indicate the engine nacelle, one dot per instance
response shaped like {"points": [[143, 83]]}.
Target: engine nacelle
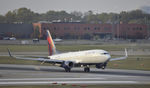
{"points": [[68, 64]]}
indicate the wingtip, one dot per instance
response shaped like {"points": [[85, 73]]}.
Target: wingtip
{"points": [[126, 54]]}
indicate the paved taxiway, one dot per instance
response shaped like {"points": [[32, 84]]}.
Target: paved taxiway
{"points": [[40, 75]]}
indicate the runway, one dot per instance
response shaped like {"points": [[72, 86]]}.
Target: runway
{"points": [[44, 75]]}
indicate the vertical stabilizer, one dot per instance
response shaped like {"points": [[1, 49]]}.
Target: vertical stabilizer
{"points": [[51, 45]]}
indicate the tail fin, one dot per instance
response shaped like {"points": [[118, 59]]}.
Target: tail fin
{"points": [[51, 45], [9, 52]]}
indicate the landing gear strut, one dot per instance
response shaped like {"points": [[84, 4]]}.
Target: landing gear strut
{"points": [[86, 69], [67, 69]]}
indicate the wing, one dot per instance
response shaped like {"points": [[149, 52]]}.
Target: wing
{"points": [[48, 60], [120, 58]]}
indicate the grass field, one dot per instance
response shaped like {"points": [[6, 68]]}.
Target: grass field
{"points": [[131, 63], [80, 86]]}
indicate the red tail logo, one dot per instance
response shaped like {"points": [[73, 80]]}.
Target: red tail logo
{"points": [[51, 45]]}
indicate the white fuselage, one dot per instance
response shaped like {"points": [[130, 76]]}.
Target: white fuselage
{"points": [[89, 56]]}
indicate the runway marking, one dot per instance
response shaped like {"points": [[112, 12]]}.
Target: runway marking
{"points": [[51, 79], [69, 82]]}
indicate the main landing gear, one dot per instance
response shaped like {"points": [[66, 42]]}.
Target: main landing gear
{"points": [[86, 69], [67, 69]]}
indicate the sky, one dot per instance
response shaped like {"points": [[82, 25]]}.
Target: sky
{"points": [[97, 6]]}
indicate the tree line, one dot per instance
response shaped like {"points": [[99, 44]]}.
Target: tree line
{"points": [[25, 15]]}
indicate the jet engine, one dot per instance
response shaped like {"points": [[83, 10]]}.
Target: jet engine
{"points": [[101, 65]]}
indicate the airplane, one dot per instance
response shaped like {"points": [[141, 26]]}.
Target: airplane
{"points": [[68, 60]]}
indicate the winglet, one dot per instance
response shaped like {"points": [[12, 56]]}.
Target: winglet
{"points": [[9, 52], [126, 54]]}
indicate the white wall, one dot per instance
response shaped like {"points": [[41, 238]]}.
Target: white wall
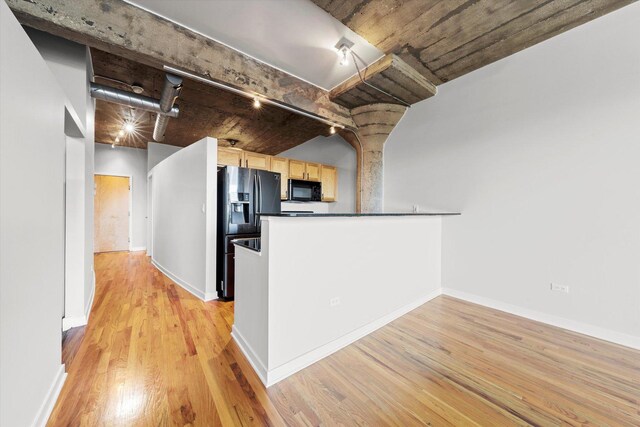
{"points": [[157, 152], [32, 151], [67, 62], [126, 161], [333, 151], [183, 201], [74, 300], [71, 66], [539, 152]]}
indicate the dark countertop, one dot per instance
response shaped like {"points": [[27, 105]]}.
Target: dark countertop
{"points": [[252, 243], [328, 215]]}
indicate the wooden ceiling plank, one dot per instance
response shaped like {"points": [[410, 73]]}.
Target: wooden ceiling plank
{"points": [[204, 111], [410, 87], [543, 30], [445, 39], [128, 31], [445, 56]]}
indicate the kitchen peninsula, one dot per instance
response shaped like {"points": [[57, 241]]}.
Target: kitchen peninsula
{"points": [[315, 283]]}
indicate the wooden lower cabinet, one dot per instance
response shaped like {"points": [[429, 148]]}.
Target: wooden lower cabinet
{"points": [[329, 181], [230, 156], [281, 165]]}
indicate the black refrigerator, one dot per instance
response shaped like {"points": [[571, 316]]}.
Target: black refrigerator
{"points": [[242, 194]]}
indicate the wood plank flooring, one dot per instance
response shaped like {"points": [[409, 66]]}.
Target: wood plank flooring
{"points": [[153, 354]]}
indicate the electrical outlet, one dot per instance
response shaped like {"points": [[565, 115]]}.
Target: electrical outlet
{"points": [[559, 288]]}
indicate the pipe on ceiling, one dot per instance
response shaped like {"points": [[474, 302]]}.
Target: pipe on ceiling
{"points": [[129, 99], [170, 92]]}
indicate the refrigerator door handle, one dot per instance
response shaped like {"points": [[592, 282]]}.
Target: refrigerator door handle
{"points": [[260, 191], [255, 199]]}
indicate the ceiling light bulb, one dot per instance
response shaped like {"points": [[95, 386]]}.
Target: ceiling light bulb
{"points": [[344, 58]]}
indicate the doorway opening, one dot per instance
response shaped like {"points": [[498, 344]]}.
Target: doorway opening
{"points": [[112, 213]]}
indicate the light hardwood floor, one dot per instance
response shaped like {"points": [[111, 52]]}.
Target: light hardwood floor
{"points": [[153, 354]]}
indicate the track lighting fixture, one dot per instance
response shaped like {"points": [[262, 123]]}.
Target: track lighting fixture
{"points": [[343, 48]]}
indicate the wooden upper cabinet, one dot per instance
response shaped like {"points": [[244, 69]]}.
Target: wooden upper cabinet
{"points": [[287, 168], [329, 183], [256, 161], [313, 171], [303, 170], [297, 169], [281, 165], [230, 156]]}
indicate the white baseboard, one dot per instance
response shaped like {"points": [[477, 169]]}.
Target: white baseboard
{"points": [[252, 357], [74, 322], [270, 377], [205, 296], [50, 399], [87, 310], [561, 322]]}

☆ ☆ ☆ ☆ ☆ ☆ ☆

### Task statement
Copy exactly the line containing "indicate the black" and every line after it, ending with the last line of the records above.

### Complete answer
indicate the black refrigerator, one dot per instance
response shaped like {"points": [[571, 316]]}.
Target: black refrigerator
{"points": [[242, 194]]}
indicate the wood plank flooring, one dot per instance
response shaped like {"points": [[409, 66]]}.
Target: wood plank flooring
{"points": [[153, 354]]}
indicate the electrical outlet, one dot per instance
response shaped like {"points": [[565, 115]]}.
Target: electrical outlet
{"points": [[559, 288]]}
indicate the pipe on ceiling, one dot per instance
response shaped like {"points": [[474, 302]]}.
Target: pipe on ceiling
{"points": [[129, 99], [170, 92]]}
indicate the refrigerator door handle, one dot per instance
response shaped like {"points": [[592, 282]]}.
Target: refrigerator door handle
{"points": [[260, 191], [255, 199]]}
indicate the ceiling light bulb, one dot per instance
response shaped like {"points": [[95, 386]]}.
Target: ceiling light bulb
{"points": [[344, 58]]}
indicate the doorway opening, one dot per instance
response shaped like {"points": [[498, 344]]}.
Target: doorway opening
{"points": [[112, 213]]}
indicate the light hardwood floor, one dot per instance
response shaped like {"points": [[111, 52]]}.
Target: light hardwood floor
{"points": [[153, 354]]}
indicate the track lighting fixture, one dot per instance
response shaped like {"points": [[262, 123]]}.
Target: track lighting fixture
{"points": [[343, 48]]}
indicate the wooden upper cabinet, one dot per instance
response shaped like {"points": [[244, 69]]}.
Target: wooden upper cabinet
{"points": [[287, 168], [329, 183], [256, 161], [313, 171], [303, 170], [297, 169], [281, 165], [230, 156]]}
indicate the white baseboard, one dot per instance
response shaped like {"points": [[477, 169]]}.
Target: white baseboard
{"points": [[252, 357], [74, 322], [270, 377], [205, 296], [50, 399], [87, 310], [561, 322]]}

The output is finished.